▸ Text
Conservative analysts like Roy believe regulatory changes in both versions of the bill will make insurance more affordable and give people more options. That's been one of the big complaints about Obamacare in general, and rural counties in Colorado have seen insurers pull out, leaving them with few choices. Premiums have gone up, and many policies have very high deductibles, meaning people pay a lot out of pocket if they actually use their health insurance.
States would be allowed to apply for waivers to Obamacare requirements that all insurance policies cover "essential health benefits." The idea here is that people could buy more basic policies that don't cover, say, mental health care or maternity care, and pay less. In turn, that might induce more young, healthy people to buy policies. Hanel said Colorado is very unlikely to apply for such a waiver because the state has a long and bipartisan record of requiring insurance companies to cover the range of health needs people have.
Many analysts are less confident this bill would help bring down premiums for most people. The bill gets rid of the mandate that people buy insurance but keeps the requirement that insurance companies cover people with pre-existing conditions, some of whom have expensive, chronic medical issues. Hanel said there are some provisions that could help stabilize prices for health insurance but others that could cause additional instability. He thinks it's difficult to model all the impacts on the individual market right now.

▸ Required work
Return the entire passage on the health insurance bill word for word. The rows have no role in this work.

▸ Extracted data
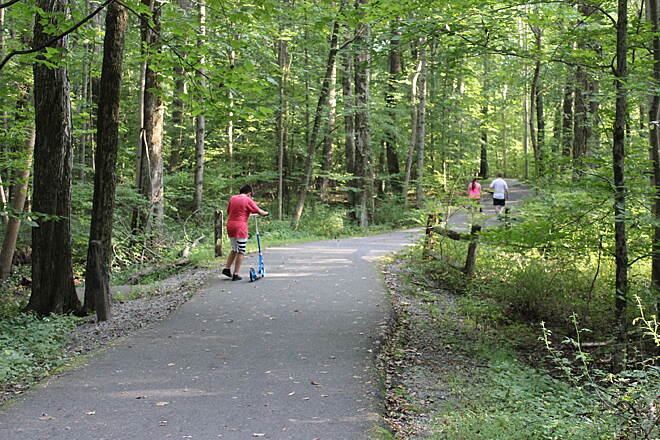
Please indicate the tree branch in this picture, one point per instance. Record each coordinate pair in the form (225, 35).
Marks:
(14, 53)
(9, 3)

--

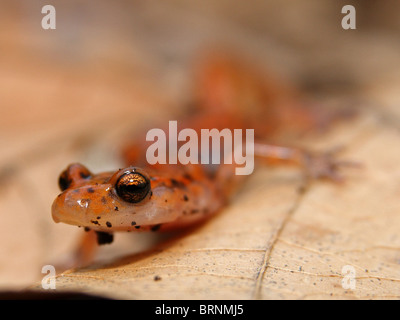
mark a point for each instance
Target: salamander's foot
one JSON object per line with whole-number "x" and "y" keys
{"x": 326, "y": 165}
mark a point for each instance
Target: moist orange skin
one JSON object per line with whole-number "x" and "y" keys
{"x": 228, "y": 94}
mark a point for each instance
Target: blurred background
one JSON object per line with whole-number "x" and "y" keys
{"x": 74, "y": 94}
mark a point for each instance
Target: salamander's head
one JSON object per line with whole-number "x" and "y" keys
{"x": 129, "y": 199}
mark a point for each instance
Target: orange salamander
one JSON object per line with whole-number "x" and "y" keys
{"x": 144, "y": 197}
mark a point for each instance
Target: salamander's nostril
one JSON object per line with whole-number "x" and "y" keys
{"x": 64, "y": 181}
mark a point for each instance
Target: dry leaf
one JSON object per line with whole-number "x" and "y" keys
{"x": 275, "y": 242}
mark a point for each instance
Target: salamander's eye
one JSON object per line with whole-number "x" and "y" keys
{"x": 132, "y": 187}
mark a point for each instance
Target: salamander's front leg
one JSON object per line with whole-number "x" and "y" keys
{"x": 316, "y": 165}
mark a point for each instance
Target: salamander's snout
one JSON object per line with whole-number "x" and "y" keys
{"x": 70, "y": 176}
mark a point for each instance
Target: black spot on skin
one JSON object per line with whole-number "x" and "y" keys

▸ Response to the task
Conservative analysts like Roy believe regulatory changes in both versions of the bill will make insurance more affordable and give people more options. That's been one of the big complaints about Obamacare in general, and rural counties in Colorado have seen insurers pull out, leaving them with few choices. Premiums have gone up, and many policies have very high deductibles, meaning people pay a lot out of pocket if they actually use their health insurance.
States would be allowed to apply for waivers to Obamacare requirements that all insurance policies cover "essential health benefits." The idea here is that people could buy more basic policies that don't cover, say, mental health care or maternity care, and pay less. In turn, that might induce more young, healthy people to buy policies. Hanel said Colorado is very unlikely to apply for such a waiver because the state has a long and bipartisan record of requiring insurance companies to cover the range of health needs people have.
Many analysts are less confident this bill would help bring down premiums for most people. The bill gets rid of the mandate that people buy insurance but keeps the requirement that insurance companies cover people with pre-existing conditions, some of whom have expensive, chronic medical issues. Hanel said there are some provisions that could help stabilize prices for health insurance but others that could cause additional instability. He thinks it's difficult to model all the impacts on the individual market right now.